= Aufgabe A =
Welche Arie singen die beiden Männer im Text über das Vorsingen gemeinsam?
= Aufgabe B =
Führe den Text über das Vorsingen nach seinem letzten Satz weiter.

= Der Text =
====

Wieder und wieder setzte er neu an, „Herr … Gott … Herr Gott Abrahams, Isaaks und Isra … Isra … a … a … Is … Is … Isra … a … a …“, ich musste lachen und rief herüber, „ Israels, Israels heisst das“, und sang ihm die Arie vor: „Herr Gott Abrahams, Isaaks und Israels…“, er setzte ein, und wir sangen gemeinsam, während wir fast zeitgleich die Kabinen verließen: „…lass heut kund werden, dass du Gott bist und ich dein Knecht! Herr Gott Abrahams!“ Ich wollte meinen Augen kaum trauen, als ich meine Kabine verlassen hatte und mir der geheimnisvolle Sänger gegenüberstand. Ein kleiner, dicker Chinese, mit satter, tiefer Stimme sang gemeinsam mit mir die Arie des Elias. Was hatte diesen Chinesen dazu getrieben, Opernsänger werden zu wollen und ausgerechnet diese Arie auszuwählen? Während ich mir innerlich diese Frage stellte, schüttelte ich den Kopf, und ich fragte mich weiter: Warum singe ich, ein anatolischer Türke, mit einem kleinen, dicken Chinesen auf einer deutschen Toilette ein Oratorium, das sich auf das Alte Testament bezieht? Diese beiden „Eliase“ hatten die Juden wahrlich nicht verdient. Plötzlich rannte eine Studentin völlig außer Atem in die Herrentoilette und fragte mich, ob ich Cara Selcuk oder Selcuk Cara sei: „Du bist dran, du bist dran. Sie warten schon alle auf dich!“ Ich eilte die Treppen hinauf, an zig angehenden Sängern vorbei, denen die Anspannung und Nervosität an der Körperhaltung abzulesen war. Dann stand ich vor der großen, hölzernen Flügeltür des Raumes, wo sich meine Zukunft – so dachte ich damals -, wo sich mein künftiges Leben entscheiden sollte.

====

= Gegebene Einträge =
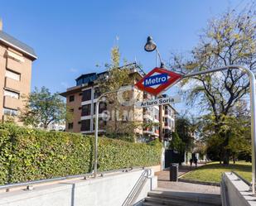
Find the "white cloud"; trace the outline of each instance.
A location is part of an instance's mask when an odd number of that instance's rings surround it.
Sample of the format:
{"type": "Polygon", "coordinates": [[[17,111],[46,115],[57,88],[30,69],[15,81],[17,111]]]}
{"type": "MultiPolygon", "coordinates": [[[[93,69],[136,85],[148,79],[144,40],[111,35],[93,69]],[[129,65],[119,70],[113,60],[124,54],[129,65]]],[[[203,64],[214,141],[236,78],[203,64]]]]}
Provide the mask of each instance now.
{"type": "Polygon", "coordinates": [[[189,80],[184,86],[181,87],[182,91],[187,91],[194,88],[195,86],[201,85],[200,82],[196,79],[189,80]]]}

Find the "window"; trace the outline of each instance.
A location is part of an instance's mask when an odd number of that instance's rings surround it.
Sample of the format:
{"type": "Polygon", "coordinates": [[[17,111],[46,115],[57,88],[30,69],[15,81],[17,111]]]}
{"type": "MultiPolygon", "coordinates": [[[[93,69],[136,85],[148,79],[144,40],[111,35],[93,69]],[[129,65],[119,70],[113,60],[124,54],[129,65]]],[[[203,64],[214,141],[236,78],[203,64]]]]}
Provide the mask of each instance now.
{"type": "MultiPolygon", "coordinates": [[[[99,117],[98,120],[98,129],[104,130],[106,129],[107,121],[104,120],[102,117],[99,117]]],[[[94,125],[93,125],[93,130],[95,129],[95,119],[94,118],[94,125]]]]}
{"type": "Polygon", "coordinates": [[[82,101],[88,101],[91,99],[92,89],[86,89],[83,91],[82,101]]]}
{"type": "Polygon", "coordinates": [[[4,90],[3,91],[3,96],[8,96],[8,97],[14,98],[20,98],[20,94],[18,93],[12,92],[12,91],[10,91],[10,90],[4,90]]]}
{"type": "Polygon", "coordinates": [[[153,113],[154,113],[154,118],[157,120],[159,120],[159,110],[157,108],[154,108],[153,113]]]}
{"type": "Polygon", "coordinates": [[[70,102],[73,102],[75,100],[75,96],[71,95],[70,96],[70,102]]]}
{"type": "MultiPolygon", "coordinates": [[[[100,102],[99,105],[99,113],[102,113],[104,110],[107,109],[107,103],[100,102]]],[[[96,103],[94,103],[94,114],[96,113],[96,103]]]]}
{"type": "Polygon", "coordinates": [[[69,129],[73,129],[73,122],[68,124],[69,129]]]}
{"type": "Polygon", "coordinates": [[[85,104],[82,106],[82,116],[90,115],[91,104],[85,104]]]}
{"type": "Polygon", "coordinates": [[[94,88],[94,98],[97,98],[100,96],[100,92],[99,92],[99,87],[94,88]]]}
{"type": "Polygon", "coordinates": [[[6,73],[5,73],[5,76],[17,81],[21,80],[21,74],[11,71],[9,69],[7,69],[6,73]]]}
{"type": "Polygon", "coordinates": [[[17,111],[16,109],[3,108],[3,114],[11,115],[11,116],[17,116],[17,111]]]}
{"type": "Polygon", "coordinates": [[[166,127],[171,127],[171,119],[165,117],[164,126],[166,127]]]}
{"type": "Polygon", "coordinates": [[[90,131],[90,119],[81,121],[81,131],[90,131]]]}

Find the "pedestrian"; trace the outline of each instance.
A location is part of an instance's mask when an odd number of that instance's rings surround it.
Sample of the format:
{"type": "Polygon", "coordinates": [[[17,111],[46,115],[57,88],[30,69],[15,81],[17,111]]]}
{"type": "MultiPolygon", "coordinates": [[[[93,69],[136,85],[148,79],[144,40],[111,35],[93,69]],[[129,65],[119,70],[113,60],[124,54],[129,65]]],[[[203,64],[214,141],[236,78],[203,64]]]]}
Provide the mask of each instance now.
{"type": "Polygon", "coordinates": [[[193,163],[193,159],[192,158],[191,158],[190,162],[191,162],[191,169],[192,168],[192,163],[193,163]]]}
{"type": "Polygon", "coordinates": [[[195,162],[196,167],[197,167],[197,158],[196,157],[195,157],[194,162],[195,162]]]}

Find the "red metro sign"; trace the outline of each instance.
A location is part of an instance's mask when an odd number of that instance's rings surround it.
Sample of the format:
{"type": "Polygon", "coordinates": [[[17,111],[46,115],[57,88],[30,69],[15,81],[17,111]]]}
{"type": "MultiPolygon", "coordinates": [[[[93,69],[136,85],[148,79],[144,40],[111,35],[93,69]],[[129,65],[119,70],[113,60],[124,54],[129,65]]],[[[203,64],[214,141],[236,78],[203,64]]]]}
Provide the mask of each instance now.
{"type": "Polygon", "coordinates": [[[173,85],[182,76],[172,71],[156,67],[147,74],[135,86],[155,96],[173,85]]]}

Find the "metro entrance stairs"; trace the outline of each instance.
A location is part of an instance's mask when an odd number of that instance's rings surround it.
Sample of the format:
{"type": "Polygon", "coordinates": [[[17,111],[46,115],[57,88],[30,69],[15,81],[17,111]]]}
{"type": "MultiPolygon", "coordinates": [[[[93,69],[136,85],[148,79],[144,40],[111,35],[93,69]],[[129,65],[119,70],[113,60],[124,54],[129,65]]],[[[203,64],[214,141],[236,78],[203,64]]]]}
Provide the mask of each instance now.
{"type": "Polygon", "coordinates": [[[158,188],[147,194],[144,206],[221,206],[220,194],[158,188]]]}

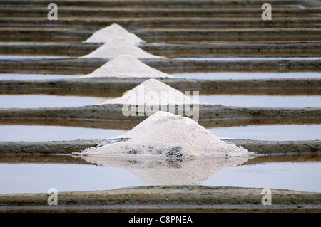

====

= Erwartete Antwort A =
Die Arie des Elias.

= Erwartete Antwort B =
Und es hat sich auch entschieden …
Ich sammelte mich kurz, richtete Hemd und Krawatte und wartete noch eine gefühlte Ewigkeit. Plötzlich glaubte ich, eine Stimme aus dem Raum gehört zu haben, die den nächsten Kandidaten aufzurufen schien. Ich klopfte zaghaft an, öffnete vorsichtig die Tür und trat ein. Die Prüfungskommission saß mit dem Rücken zu mir, hinter einem langen, breiten Tisch. Vielleicht zehn Professoren nebeneinander. Der Raum war extrem dunkel. Obwohl wir uns im ersten Stock befanden, waren die Fenster wie Kellerfenster angebracht, so hoch, dass man nur in den Himmel schauen konnte. Die Professoren hatten mich nicht bemerkt. Niemand drehte sich nach mir um.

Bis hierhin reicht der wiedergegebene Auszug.